Goal A:
Answer these questions about the court judgment below:
(i) Before which court was O.S. No. 339/83 filed?
(ii) What was the amount of the cheque issued by the 2nd defendant?
(iii) Who introduced K.S. Marar when his account was opened?
Goal B:
Print the part of the judgment below between "Kannur District Co-Operative" and "Rajendra Babu, J.", inclusive.

Passage:
▼

Kannur District Co-Operative Bank Ltd. vs Kerala State Co-Operative Marketing ... on 21 January, 2003

Equivalent citations: II(2003)BC274, [2004]118COMPCAS383(KER), 2003(1)KLT734, [2003]46SCL96(KER)

JUDGMENT
 

R. Rajendra Babu, J.
 

1. The 1st defendant, the Cannanore District Co-operative Bank Ltd., Cannanore Branch, in O.S. No. 339/83 before the Sub Court, Tellicherry, is the appellant. The plaintiff, Kerala State Co-operative Marketing Federation, Kochi, filed the suit for realisation of money due under two cheques. The court below decreed the suit. Aggrieved by the above judgment and decree, the 1st defendant filed this appeal.

2. The plaintiff Co-operative Marketing Federation was supplying fertilizers to defendants 2 and 3 viz. Pattannur Service Co-operative Bank Ltd., Pattannur, and Aichoor Service Co-operative Bank Ltd., Aichoor, respectively. Towards the value of the fertilizer, the 2nd defendant had issued a cheque for Rs. 19003.42 and the 3rd defendant for Rs. 9970.76 in favour of the plaintiff. Defendants 2 and 3 were having accounts with the 1st defendant bank and both the above cheques were drawn on the 1st defendant bank. The plaintiff received both the cheques. When those cheques were forwarded to their head office by post, the above cheques were stolen and the name of the payee was defaced and altered and forged in the name of the 4th defendant viz. K.S. Marar. The 4th defendant was holding an account with the 1st defendant. The above two cheques were encashed by the 4th defendant through the 1st defendant. It was alleged that the above defaced and forged cheques were encashed by the 4th defendant only because of the negligence on the part of the 1st defendant and hence the plaintiff filed the suit claiming the amount covered by those two cheques with interest thereon from the 1st defendant.

3. The 1st defendant in the written statement contended that both the cheques were issued in the name of K.S. Marar and there was no evidence of any defacement or forging of the cheques and as such the above cheques had been collected in the account of the 4th defendant and was encashed by him. There was no apparent alteration or forging of the cheque which could be detected. The allegation that K.S. Marar was a fictitious person was incorrect and an account was opened in the name of K.S. Marar as he had been introduced by K.P. Madhavan, Secretary of Puzhathi Service Co-operative Bank, and the above society was a customer of the 1st defendant. The 1st defendant had taken due care and caution and had made reasonable scrutiny and had acted in good faith without any negligence and as such the 1st defendant was not liable for the plaint claim. It was further contended that the plaintiff should have been more careful in handling the cheques and the defendant was not guilty of any negligence in encashing the cheques.

▲

Data listing:
▼

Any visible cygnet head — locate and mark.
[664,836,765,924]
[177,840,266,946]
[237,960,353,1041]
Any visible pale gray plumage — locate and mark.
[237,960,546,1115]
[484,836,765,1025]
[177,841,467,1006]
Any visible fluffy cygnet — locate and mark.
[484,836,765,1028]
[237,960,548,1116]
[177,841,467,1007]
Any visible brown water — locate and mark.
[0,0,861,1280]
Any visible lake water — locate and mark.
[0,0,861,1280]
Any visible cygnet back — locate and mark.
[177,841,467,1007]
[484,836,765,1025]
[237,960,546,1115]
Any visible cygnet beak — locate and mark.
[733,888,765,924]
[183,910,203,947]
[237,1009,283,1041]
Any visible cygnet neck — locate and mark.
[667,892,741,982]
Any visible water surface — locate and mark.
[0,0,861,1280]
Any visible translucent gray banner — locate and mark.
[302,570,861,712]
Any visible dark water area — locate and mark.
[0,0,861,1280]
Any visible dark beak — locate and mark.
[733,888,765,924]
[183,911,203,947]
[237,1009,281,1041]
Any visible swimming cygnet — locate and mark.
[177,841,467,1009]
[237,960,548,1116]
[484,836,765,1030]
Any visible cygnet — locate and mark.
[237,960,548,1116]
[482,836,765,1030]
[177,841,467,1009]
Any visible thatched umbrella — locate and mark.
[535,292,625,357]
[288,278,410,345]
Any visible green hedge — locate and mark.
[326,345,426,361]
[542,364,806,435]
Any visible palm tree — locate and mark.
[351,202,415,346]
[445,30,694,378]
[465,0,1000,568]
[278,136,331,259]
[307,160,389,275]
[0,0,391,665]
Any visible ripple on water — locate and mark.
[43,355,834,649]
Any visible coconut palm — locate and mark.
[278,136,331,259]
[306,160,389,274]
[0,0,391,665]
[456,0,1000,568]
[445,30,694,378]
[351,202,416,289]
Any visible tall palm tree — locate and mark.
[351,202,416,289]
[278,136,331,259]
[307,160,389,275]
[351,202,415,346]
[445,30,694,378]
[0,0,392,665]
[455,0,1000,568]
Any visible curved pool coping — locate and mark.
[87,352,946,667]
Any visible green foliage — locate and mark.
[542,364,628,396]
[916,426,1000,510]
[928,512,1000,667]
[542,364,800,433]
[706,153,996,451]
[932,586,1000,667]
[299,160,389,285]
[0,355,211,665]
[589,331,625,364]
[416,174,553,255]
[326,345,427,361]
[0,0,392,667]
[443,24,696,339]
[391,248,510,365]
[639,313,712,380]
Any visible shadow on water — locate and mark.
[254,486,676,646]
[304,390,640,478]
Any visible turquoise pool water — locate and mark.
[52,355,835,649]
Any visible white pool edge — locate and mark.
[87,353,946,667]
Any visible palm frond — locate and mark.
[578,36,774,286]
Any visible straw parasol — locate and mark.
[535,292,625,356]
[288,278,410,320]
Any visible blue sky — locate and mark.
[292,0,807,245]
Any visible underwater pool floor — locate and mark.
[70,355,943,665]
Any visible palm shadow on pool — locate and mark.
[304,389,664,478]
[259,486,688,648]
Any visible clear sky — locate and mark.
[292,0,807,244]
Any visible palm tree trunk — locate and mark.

▲

Solution A:
(i) The Sub Court, Tellicherry.
(ii) Rs. 19003.42.
(iii) K.P. Madhavan, Secretary of Puzhathi Service Co-operative Bank.

Solution B:
Kannur District Co-Operative Bank Ltd. vs Kerala State Co-Operative Marketing ... on 21 January, 2003

Equivalent citations: II(2003)BC274, [2004]118COMPCAS383(KER), 2003(1)KLT734, [2003]46SCL96(KER)

JUDGMENT
 

R. Rajendra Babu, J.